> [SELECTED PASSAGE]
====
Into a canon based in the Bible and the Greek and Latin classics, a religious and a secular canon with a highly developed culture of reception and interpretation grown up around it, entered a new text that belonged, as it were, in both currents and in neither. It was millennia older than either, with elements in common with each, which unsettled our understanding and gave us a sense of the extending, shadowy backstories of our traditions. (Schmidt 4)


--would you say that "both currents" refers to the Bible and the Greek/Latin tradition?

{rf}

Date: 2024-01-25 12:01 am (UTC)
juushika: Drawing of a sleeping orange cat (Default)
From: [personal profile] juushika
FWIW I don't see this divide; I parsed it as "the Bible and the Greek and Latin classics form a canon (which I am trying to avoid calling western canon) which is both religious and secular and has a highly developed..." etc etc

It mostly just feels like a messy way to avoid referring a lump of "Western canon" ... while still contrasting Gilgamesh to/differentiating it from that canon.

Date: 2024-01-25 12:23 am (UTC)
davidgillon: A pair of crutches, hanging from coat hooks, reflected in a mirror (Default)
From: [personal profile] davidgillon
I'd interpret "a religious and a secular canon" as specifically saying two canons, not one.
====
> [EXERCISE PROMPT] Quote the canon discussion above in full, word for word.
====
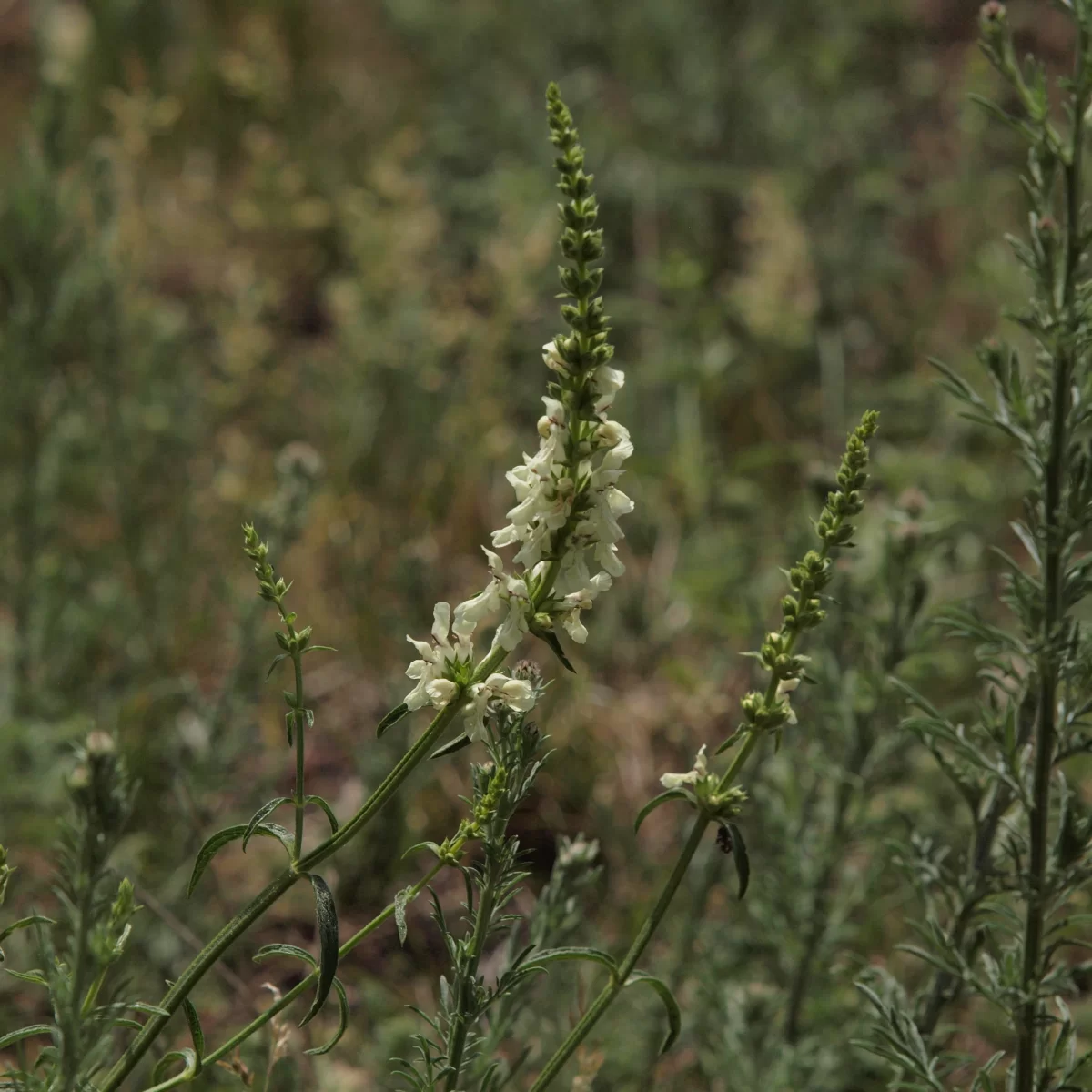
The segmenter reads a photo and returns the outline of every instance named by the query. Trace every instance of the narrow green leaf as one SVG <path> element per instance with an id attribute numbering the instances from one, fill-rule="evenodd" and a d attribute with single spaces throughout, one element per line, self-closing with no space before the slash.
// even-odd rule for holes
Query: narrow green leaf
<path id="1" fill-rule="evenodd" d="M 332 1051 L 341 1040 L 342 1035 L 345 1034 L 345 1030 L 348 1028 L 348 998 L 345 996 L 345 987 L 341 984 L 341 978 L 334 978 L 334 989 L 337 990 L 337 1031 L 334 1032 L 333 1038 L 329 1043 L 323 1043 L 322 1046 L 312 1046 L 309 1051 L 305 1051 L 304 1054 L 327 1054 Z"/>
<path id="2" fill-rule="evenodd" d="M 32 914 L 29 917 L 21 917 L 17 922 L 12 922 L 7 928 L 0 929 L 0 940 L 7 940 L 13 933 L 20 929 L 28 929 L 32 925 L 56 925 L 51 917 L 45 914 Z"/>
<path id="3" fill-rule="evenodd" d="M 34 971 L 12 971 L 11 968 L 4 968 L 4 970 L 13 977 L 19 978 L 20 982 L 28 982 L 32 986 L 48 986 L 49 983 L 46 981 L 46 976 L 35 969 Z"/>
<path id="4" fill-rule="evenodd" d="M 600 963 L 610 972 L 612 978 L 618 977 L 618 964 L 614 958 L 598 948 L 547 948 L 545 951 L 535 952 L 532 965 L 539 963 L 554 963 L 567 960 L 586 960 L 591 963 Z"/>
<path id="5" fill-rule="evenodd" d="M 313 873 L 308 874 L 314 889 L 314 921 L 319 931 L 319 984 L 314 990 L 314 1001 L 307 1016 L 299 1022 L 302 1028 L 318 1016 L 337 971 L 337 909 L 327 881 Z"/>
<path id="6" fill-rule="evenodd" d="M 258 963 L 271 956 L 292 956 L 295 959 L 301 959 L 312 971 L 319 969 L 319 961 L 307 949 L 298 948 L 296 945 L 265 945 L 263 948 L 259 948 L 251 959 Z"/>
<path id="7" fill-rule="evenodd" d="M 186 889 L 187 898 L 193 894 L 193 889 L 198 886 L 198 880 L 204 875 L 204 870 L 209 867 L 209 862 L 212 860 L 216 854 L 224 848 L 229 842 L 234 842 L 237 839 L 242 838 L 247 830 L 249 829 L 249 823 L 239 823 L 235 827 L 225 827 L 223 830 L 216 831 L 212 838 L 201 846 L 198 852 L 198 858 L 193 862 L 193 873 L 190 875 L 189 887 Z M 264 838 L 275 838 L 288 851 L 288 856 L 292 856 L 292 834 L 288 833 L 283 827 L 278 827 L 275 822 L 263 822 L 259 823 L 254 828 L 254 833 L 261 834 Z"/>
<path id="8" fill-rule="evenodd" d="M 188 998 L 182 998 L 182 1011 L 186 1013 L 186 1022 L 190 1025 L 190 1037 L 193 1040 L 193 1053 L 197 1055 L 198 1068 L 201 1072 L 201 1059 L 204 1057 L 204 1032 L 201 1030 L 201 1018 L 193 1002 Z"/>
<path id="9" fill-rule="evenodd" d="M 553 629 L 547 629 L 545 626 L 539 626 L 538 622 L 532 621 L 527 629 L 538 638 L 539 641 L 545 643 L 550 652 L 561 661 L 561 666 L 573 675 L 577 674 L 577 668 L 572 666 L 569 662 L 569 657 L 565 654 L 565 649 L 561 648 L 561 642 L 558 640 L 557 633 Z"/>
<path id="10" fill-rule="evenodd" d="M 648 817 L 660 807 L 661 804 L 666 804 L 668 800 L 685 800 L 686 793 L 681 788 L 668 788 L 666 793 L 661 793 L 658 796 L 654 796 L 648 804 L 641 808 L 637 814 L 637 819 L 633 820 L 633 833 L 636 834 L 641 829 L 641 823 L 644 822 Z"/>
<path id="11" fill-rule="evenodd" d="M 410 707 L 402 702 L 401 705 L 395 705 L 380 722 L 376 725 L 376 738 L 382 739 L 383 733 L 389 728 L 393 728 L 399 721 L 402 720 L 406 713 L 410 712 Z"/>
<path id="12" fill-rule="evenodd" d="M 406 903 L 410 901 L 412 887 L 403 888 L 394 895 L 394 924 L 399 929 L 399 943 L 406 942 Z"/>
<path id="13" fill-rule="evenodd" d="M 664 1008 L 667 1009 L 667 1034 L 660 1047 L 660 1053 L 666 1054 L 682 1031 L 682 1013 L 679 1011 L 679 1002 L 675 1000 L 675 995 L 668 988 L 667 983 L 654 975 L 646 974 L 644 971 L 634 971 L 626 980 L 626 985 L 631 986 L 637 982 L 643 982 L 651 986 L 660 995 Z"/>
<path id="14" fill-rule="evenodd" d="M 250 841 L 251 835 L 254 833 L 254 828 L 271 812 L 275 811 L 282 804 L 292 804 L 290 796 L 277 796 L 275 799 L 263 804 L 251 817 L 250 822 L 247 823 L 246 832 L 242 835 L 242 852 L 247 852 L 247 842 Z"/>
<path id="15" fill-rule="evenodd" d="M 7 1035 L 0 1035 L 0 1051 L 4 1051 L 24 1038 L 29 1038 L 32 1035 L 49 1035 L 51 1032 L 52 1028 L 49 1024 L 28 1024 L 26 1028 L 20 1028 L 19 1031 L 10 1031 Z"/>
<path id="16" fill-rule="evenodd" d="M 333 834 L 337 833 L 337 817 L 334 815 L 333 808 L 321 796 L 305 796 L 305 803 L 314 804 L 316 806 L 322 808 L 327 814 L 327 819 L 330 820 L 330 831 Z"/>
<path id="17" fill-rule="evenodd" d="M 750 858 L 747 856 L 747 843 L 744 842 L 739 828 L 734 822 L 724 824 L 732 834 L 732 859 L 736 863 L 736 876 L 739 877 L 739 898 L 747 893 L 747 885 L 750 882 Z"/>
<path id="18" fill-rule="evenodd" d="M 174 1077 L 161 1081 L 161 1078 L 167 1071 L 167 1067 L 173 1061 L 183 1061 L 186 1064 L 185 1068 L 180 1073 L 175 1073 Z M 155 1064 L 155 1068 L 152 1070 L 152 1080 L 157 1083 L 153 1088 L 147 1089 L 146 1092 L 166 1092 L 167 1089 L 175 1088 L 176 1084 L 186 1084 L 193 1080 L 200 1070 L 201 1065 L 198 1061 L 198 1056 L 192 1049 L 190 1049 L 190 1047 L 186 1046 L 180 1051 L 168 1051 Z"/>
<path id="19" fill-rule="evenodd" d="M 448 743 L 437 747 L 428 757 L 430 759 L 443 758 L 444 755 L 454 755 L 455 751 L 461 751 L 464 747 L 470 747 L 470 745 L 471 737 L 465 732 L 461 732 L 454 739 L 449 739 Z"/>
====
> [THE OUTPUT]
Into a canon based in the Bible and the Greek and Latin classics, a religious and a secular canon with a highly developed culture of reception and interpretation grown up around it, entered a new text that belonged, as it were, in both currents and in neither. It was millennia older than either, with elements in common with each, which unsettled our understanding and gave us a sense of the extending, shadowy backstories of our traditions. (Schmidt 4)


--would you say that "both currents" refers to the Bible and the Greek/Latin tradition?

{rf}

Date: 2024-01-25 12:01 am (UTC)
juushika: Drawing of a sleeping orange cat (Default)
From: [personal profile] juushika
FWIW I don't see this divide; I parsed it as "the Bible and the Greek and Latin classics form a canon (which I am trying to avoid calling western canon) which is both religious and secular and has a highly developed..." etc etc

It mostly just feels like a messy way to avoid referring a lump of "Western canon" ... while still contrasting Gilgamesh to/differentiating it from that canon.

Date: 2024-01-25 12:23 am (UTC)
davidgillon: A pair of crutches, hanging from coat hooks, reflected in a mirror (Default)
From: [personal profile] davidgillon
I'd interpret "a religious and a secular canon" as specifically saying two canons, not one.